Goal ::
Recast the data below as a two-column CSV with the headers "input" and "output", one row per tag. Put each tag's full text in "input" and its boxes in "output", with each field quoted and line breaks replaced by spaces.

[Records from a data collection]
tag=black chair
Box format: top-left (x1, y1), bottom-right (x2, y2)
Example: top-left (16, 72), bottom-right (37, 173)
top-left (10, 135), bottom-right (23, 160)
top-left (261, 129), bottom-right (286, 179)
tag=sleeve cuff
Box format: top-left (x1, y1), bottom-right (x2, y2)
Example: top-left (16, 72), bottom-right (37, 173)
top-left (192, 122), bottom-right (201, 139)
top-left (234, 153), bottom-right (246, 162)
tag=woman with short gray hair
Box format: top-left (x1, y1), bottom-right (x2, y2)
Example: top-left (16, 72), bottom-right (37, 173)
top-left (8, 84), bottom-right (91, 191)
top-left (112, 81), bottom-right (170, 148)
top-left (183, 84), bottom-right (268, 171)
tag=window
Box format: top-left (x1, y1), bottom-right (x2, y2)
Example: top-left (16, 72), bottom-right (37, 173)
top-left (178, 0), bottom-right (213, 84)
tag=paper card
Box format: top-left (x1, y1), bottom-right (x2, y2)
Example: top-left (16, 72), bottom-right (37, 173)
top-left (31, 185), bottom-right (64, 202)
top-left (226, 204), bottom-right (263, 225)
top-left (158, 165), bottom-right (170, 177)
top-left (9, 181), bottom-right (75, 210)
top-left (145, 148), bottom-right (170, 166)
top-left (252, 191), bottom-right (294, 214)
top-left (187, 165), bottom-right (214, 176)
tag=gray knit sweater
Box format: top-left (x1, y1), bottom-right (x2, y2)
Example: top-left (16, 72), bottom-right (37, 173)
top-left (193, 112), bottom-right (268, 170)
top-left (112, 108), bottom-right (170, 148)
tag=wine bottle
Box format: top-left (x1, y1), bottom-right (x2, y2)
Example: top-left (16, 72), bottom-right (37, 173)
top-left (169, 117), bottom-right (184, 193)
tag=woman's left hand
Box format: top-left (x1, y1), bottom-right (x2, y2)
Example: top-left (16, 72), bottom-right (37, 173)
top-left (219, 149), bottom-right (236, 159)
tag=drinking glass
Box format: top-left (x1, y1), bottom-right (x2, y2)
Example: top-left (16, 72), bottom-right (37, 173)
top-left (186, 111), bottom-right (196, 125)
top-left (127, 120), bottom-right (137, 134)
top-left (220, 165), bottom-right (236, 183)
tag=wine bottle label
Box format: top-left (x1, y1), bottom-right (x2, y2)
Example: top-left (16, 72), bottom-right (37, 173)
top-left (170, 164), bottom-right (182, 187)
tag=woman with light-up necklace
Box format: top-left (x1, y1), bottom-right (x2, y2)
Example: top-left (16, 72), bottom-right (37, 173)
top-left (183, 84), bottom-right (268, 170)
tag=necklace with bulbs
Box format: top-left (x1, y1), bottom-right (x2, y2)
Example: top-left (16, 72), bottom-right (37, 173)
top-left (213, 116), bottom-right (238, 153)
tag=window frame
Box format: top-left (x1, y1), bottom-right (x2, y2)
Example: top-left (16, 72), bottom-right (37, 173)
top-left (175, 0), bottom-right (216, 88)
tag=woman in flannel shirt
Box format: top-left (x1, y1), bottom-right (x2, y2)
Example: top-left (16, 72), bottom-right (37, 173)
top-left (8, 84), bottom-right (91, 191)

The output ::
input,output
"tag=black chair Box format: top-left (x1, y1), bottom-right (x2, y2) Example: top-left (16, 72), bottom-right (37, 173)","top-left (10, 135), bottom-right (23, 160) top-left (261, 129), bottom-right (286, 179)"
"tag=sleeve cuff Box format: top-left (x1, y1), bottom-right (x2, y2) Example: top-left (16, 72), bottom-right (37, 173)","top-left (192, 122), bottom-right (201, 139) top-left (234, 153), bottom-right (246, 162)"
"tag=woman with short gray hair Box format: top-left (x1, y1), bottom-right (x2, y2) Example: top-left (16, 72), bottom-right (37, 173)","top-left (8, 84), bottom-right (91, 191) top-left (112, 81), bottom-right (170, 148) top-left (183, 84), bottom-right (268, 171)"
"tag=window Box format: top-left (x1, y1), bottom-right (x2, y2) Example: top-left (16, 72), bottom-right (37, 173)","top-left (178, 0), bottom-right (213, 84)"
"tag=paper card Box format: top-left (x1, y1), bottom-right (x2, y2) Example: top-left (16, 72), bottom-right (37, 173)","top-left (31, 185), bottom-right (64, 202) top-left (226, 204), bottom-right (263, 225) top-left (158, 165), bottom-right (170, 177) top-left (9, 181), bottom-right (75, 210) top-left (145, 148), bottom-right (170, 166) top-left (252, 191), bottom-right (294, 214) top-left (187, 165), bottom-right (214, 176)"
"tag=gray knit sweater Box format: top-left (x1, y1), bottom-right (x2, y2) Example: top-left (16, 72), bottom-right (37, 173)","top-left (193, 112), bottom-right (268, 170) top-left (112, 108), bottom-right (170, 148)"
"tag=wine bottle Box format: top-left (x1, y1), bottom-right (x2, y2) Example: top-left (16, 72), bottom-right (37, 173)","top-left (169, 117), bottom-right (184, 193)"
"tag=woman's left hand Box format: top-left (x1, y1), bottom-right (x2, y2) Example: top-left (16, 72), bottom-right (37, 173)","top-left (219, 149), bottom-right (236, 159)"
"tag=drinking glass Box format: top-left (x1, y1), bottom-right (x2, y2) Example: top-left (16, 72), bottom-right (37, 173)","top-left (186, 111), bottom-right (196, 125) top-left (127, 120), bottom-right (137, 134) top-left (220, 165), bottom-right (236, 183)"
"tag=wine bottle label Box format: top-left (x1, y1), bottom-right (x2, y2) Example: top-left (16, 72), bottom-right (37, 173)","top-left (170, 164), bottom-right (182, 187)"
"tag=woman with light-up necklace Box format: top-left (x1, y1), bottom-right (x2, y2) Example: top-left (16, 72), bottom-right (37, 173)","top-left (183, 84), bottom-right (268, 170)"
"tag=necklace with bulbs Box format: top-left (x1, y1), bottom-right (x2, y2) Example: top-left (16, 72), bottom-right (37, 173)","top-left (213, 116), bottom-right (238, 153)"
"tag=window frame Box format: top-left (x1, y1), bottom-right (x2, y2) Example: top-left (16, 72), bottom-right (37, 173)","top-left (175, 0), bottom-right (216, 88)"
"tag=woman in flannel shirt Box format: top-left (x1, y1), bottom-right (x2, y2) Example: top-left (16, 72), bottom-right (37, 173)","top-left (8, 84), bottom-right (91, 191)"